▶ **Do this**:
Pull out each line of the listing below that contains the string "query", and reproduce those lines in the order they appear.
Begin Record excerpts
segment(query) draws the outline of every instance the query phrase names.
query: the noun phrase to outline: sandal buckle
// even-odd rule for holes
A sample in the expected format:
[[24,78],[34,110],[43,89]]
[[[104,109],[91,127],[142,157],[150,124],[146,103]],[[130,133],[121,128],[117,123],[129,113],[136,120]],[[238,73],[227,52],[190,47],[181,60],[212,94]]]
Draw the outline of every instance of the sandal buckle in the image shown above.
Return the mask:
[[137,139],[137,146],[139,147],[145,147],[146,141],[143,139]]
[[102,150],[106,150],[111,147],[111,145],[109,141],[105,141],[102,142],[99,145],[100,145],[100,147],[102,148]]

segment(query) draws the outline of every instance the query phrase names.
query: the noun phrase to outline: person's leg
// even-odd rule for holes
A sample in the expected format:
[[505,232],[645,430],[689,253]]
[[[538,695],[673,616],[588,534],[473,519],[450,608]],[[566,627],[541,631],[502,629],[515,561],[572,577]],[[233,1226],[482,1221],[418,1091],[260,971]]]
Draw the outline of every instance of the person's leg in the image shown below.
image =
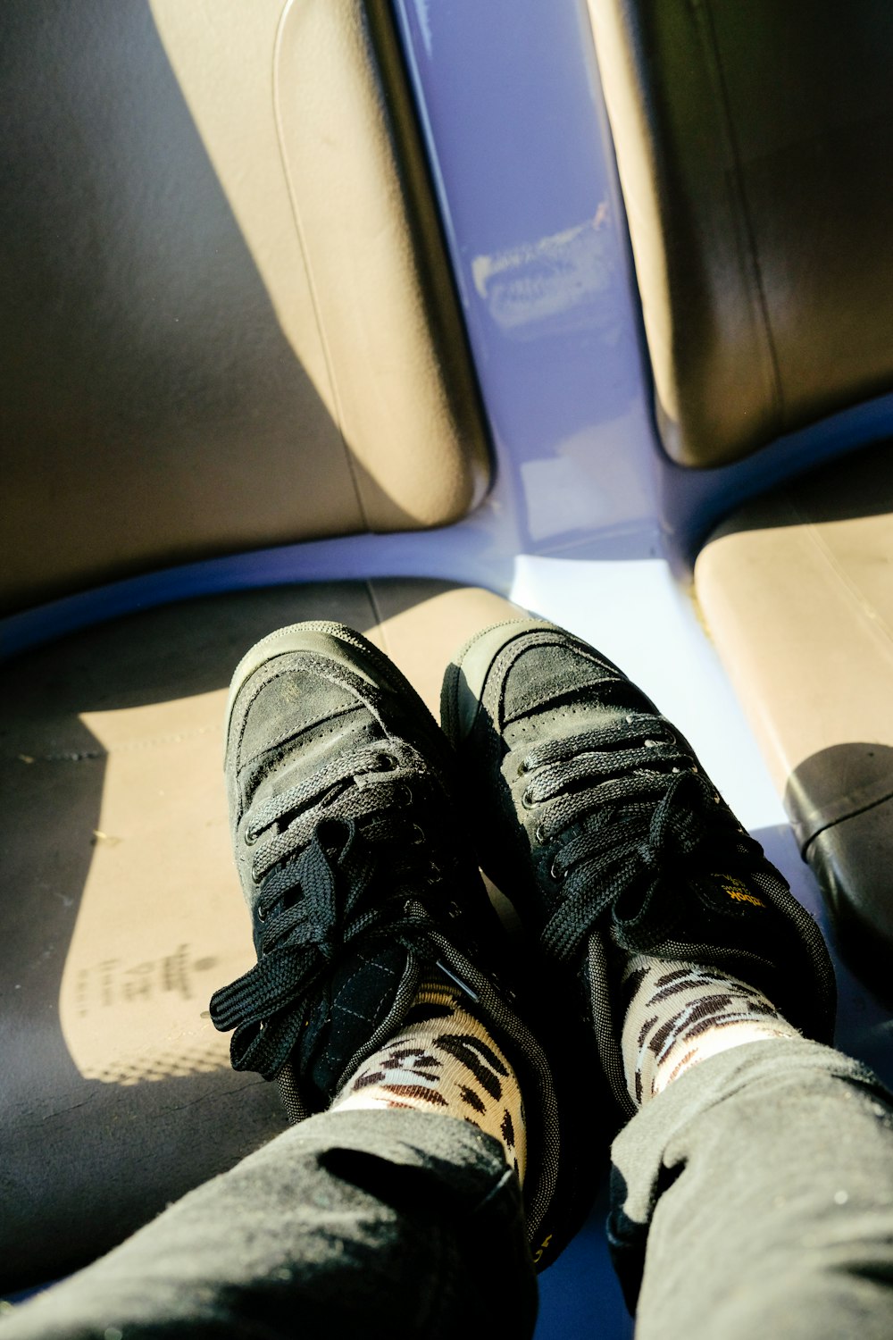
End Record excerpts
▶ **Answer for this exercise**:
segment(query) draws the outline of every instance the query phrase names.
query: the noun phrase to outline: sandal buckle
segment(query) draws the outline of every instance the query phrase names.
query: the noun phrase to outline: person's leg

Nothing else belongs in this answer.